• **Exercise brief**:
Beginning with the line that has "Keypoint rule: one marker on every instance of the patio", please write out the remaining lines of the material exactly, the last one included.

- - - - - - -

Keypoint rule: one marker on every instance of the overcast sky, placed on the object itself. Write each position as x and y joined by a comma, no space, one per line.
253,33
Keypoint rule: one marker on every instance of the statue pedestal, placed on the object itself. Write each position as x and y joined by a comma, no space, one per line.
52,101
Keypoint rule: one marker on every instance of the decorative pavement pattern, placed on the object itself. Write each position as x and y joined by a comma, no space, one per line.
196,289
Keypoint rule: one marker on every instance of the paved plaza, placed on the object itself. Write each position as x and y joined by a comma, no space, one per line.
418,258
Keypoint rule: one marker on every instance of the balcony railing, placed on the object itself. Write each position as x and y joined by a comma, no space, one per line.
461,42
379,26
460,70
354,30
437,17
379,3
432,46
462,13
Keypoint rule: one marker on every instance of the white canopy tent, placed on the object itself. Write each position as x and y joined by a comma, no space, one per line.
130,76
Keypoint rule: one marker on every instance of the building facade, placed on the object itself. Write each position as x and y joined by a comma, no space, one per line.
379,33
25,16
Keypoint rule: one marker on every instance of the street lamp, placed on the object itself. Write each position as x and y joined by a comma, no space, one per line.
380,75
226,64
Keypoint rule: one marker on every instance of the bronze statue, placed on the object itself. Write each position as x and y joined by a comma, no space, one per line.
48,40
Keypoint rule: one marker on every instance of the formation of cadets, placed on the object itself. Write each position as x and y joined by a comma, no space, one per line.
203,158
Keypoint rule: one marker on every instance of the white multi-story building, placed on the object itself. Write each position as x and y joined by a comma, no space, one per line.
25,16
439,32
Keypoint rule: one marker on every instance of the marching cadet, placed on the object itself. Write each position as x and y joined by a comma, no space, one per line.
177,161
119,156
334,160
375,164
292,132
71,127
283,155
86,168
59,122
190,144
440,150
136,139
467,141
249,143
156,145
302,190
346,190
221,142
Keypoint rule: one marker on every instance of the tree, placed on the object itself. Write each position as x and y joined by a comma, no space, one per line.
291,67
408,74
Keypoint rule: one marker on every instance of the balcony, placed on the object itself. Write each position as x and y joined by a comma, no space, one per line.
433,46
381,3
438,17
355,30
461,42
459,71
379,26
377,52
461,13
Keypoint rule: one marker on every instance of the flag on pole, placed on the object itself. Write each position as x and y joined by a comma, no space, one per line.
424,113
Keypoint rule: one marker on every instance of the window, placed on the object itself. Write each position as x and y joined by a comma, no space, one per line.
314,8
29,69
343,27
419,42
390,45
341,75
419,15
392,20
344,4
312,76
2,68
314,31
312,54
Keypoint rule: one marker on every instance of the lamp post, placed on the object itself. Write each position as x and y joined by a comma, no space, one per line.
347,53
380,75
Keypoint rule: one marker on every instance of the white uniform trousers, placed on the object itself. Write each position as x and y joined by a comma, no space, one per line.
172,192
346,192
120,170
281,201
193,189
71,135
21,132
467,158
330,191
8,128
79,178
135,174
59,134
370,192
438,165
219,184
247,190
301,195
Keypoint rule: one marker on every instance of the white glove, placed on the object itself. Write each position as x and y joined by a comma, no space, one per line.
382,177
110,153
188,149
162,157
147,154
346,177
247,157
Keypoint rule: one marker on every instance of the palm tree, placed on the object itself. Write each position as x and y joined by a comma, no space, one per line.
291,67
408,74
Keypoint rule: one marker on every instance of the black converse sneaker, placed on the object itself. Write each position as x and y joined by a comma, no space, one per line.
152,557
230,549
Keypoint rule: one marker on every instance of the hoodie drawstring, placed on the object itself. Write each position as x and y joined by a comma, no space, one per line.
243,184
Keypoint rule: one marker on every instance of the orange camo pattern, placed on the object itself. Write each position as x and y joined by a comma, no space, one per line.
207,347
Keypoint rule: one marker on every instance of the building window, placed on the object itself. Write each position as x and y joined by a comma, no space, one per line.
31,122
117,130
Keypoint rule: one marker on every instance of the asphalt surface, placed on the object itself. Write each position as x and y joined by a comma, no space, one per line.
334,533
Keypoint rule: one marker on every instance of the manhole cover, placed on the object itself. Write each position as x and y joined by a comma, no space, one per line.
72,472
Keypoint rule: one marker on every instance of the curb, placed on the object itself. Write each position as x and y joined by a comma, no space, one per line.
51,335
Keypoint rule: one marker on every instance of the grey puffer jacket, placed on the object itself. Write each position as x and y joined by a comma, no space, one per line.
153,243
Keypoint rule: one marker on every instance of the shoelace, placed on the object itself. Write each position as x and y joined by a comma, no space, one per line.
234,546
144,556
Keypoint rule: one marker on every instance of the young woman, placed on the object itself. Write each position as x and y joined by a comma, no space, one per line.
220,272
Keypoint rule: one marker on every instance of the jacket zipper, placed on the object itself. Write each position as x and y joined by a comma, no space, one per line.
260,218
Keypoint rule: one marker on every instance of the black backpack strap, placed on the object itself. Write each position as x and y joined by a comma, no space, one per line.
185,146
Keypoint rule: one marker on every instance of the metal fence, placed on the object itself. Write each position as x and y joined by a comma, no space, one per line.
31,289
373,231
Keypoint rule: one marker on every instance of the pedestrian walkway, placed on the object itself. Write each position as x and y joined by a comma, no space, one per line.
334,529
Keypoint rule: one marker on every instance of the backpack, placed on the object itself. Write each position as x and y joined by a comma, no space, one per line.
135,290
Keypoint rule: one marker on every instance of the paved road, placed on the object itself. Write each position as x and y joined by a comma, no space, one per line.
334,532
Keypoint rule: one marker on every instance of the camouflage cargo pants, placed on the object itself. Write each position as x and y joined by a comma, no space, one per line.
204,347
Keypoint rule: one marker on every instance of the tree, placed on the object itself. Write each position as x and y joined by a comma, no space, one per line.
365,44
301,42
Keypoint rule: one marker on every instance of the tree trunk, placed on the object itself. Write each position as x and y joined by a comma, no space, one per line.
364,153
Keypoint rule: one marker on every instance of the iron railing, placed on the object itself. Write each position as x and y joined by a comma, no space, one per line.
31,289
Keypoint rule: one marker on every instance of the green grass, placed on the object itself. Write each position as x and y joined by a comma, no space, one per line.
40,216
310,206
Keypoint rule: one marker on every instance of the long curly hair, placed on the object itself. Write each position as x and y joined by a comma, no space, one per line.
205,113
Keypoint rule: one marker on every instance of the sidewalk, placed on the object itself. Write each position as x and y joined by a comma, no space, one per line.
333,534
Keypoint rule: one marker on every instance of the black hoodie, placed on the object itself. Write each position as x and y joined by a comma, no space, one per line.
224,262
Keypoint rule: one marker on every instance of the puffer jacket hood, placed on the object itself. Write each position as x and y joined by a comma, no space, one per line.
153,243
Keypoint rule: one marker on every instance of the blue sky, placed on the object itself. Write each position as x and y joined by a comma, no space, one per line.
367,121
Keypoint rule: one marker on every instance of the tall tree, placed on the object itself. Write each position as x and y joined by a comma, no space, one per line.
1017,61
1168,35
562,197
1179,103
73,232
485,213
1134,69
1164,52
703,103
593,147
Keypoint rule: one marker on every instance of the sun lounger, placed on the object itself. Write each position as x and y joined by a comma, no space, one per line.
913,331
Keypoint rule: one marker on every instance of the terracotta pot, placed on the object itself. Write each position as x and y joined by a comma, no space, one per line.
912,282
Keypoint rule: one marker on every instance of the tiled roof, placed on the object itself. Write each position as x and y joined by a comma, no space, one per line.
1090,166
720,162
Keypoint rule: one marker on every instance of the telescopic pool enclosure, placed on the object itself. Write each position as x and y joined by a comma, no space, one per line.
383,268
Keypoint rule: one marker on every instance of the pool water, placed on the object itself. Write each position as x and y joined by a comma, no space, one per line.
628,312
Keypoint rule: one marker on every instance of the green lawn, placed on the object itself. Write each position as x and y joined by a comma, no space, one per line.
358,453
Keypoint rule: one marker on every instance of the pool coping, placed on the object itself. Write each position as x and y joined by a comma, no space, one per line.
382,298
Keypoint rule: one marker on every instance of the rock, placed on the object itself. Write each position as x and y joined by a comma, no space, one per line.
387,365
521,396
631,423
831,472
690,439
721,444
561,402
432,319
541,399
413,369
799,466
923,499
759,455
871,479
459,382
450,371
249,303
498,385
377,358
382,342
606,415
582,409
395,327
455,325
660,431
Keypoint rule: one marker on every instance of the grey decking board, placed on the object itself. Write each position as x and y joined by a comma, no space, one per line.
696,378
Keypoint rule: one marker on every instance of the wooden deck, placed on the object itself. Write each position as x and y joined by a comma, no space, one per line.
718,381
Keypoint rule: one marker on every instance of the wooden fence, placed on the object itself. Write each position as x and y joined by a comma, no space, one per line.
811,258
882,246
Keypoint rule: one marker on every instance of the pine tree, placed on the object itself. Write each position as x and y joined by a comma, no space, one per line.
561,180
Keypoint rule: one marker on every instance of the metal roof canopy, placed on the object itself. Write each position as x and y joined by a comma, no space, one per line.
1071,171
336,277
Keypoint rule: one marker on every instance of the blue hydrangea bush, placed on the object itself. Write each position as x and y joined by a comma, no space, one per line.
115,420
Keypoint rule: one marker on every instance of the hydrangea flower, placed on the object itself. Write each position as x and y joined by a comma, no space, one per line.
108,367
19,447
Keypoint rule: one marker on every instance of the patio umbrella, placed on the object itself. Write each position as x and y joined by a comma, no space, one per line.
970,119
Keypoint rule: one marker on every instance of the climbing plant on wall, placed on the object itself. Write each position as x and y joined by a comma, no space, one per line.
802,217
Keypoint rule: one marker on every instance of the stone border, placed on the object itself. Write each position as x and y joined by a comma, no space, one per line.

- - - - - - -

• **Result of the task**:
Keypoint rule: one marker on every instance of the patio umbrella, placed on the object itself. Write each position as x and y joined by a comma, no space, one per line.
970,119
Keypoint rule: one marker on every instance of the climbing plant on wall, placed on the object itself. Write each position as x and y joined by a comma, no space, one per line.
802,217
Keypoint rule: one marker on every instance of the stone border, placed on the object itself. Write each position as x and y joined by a comma, no space, one per line.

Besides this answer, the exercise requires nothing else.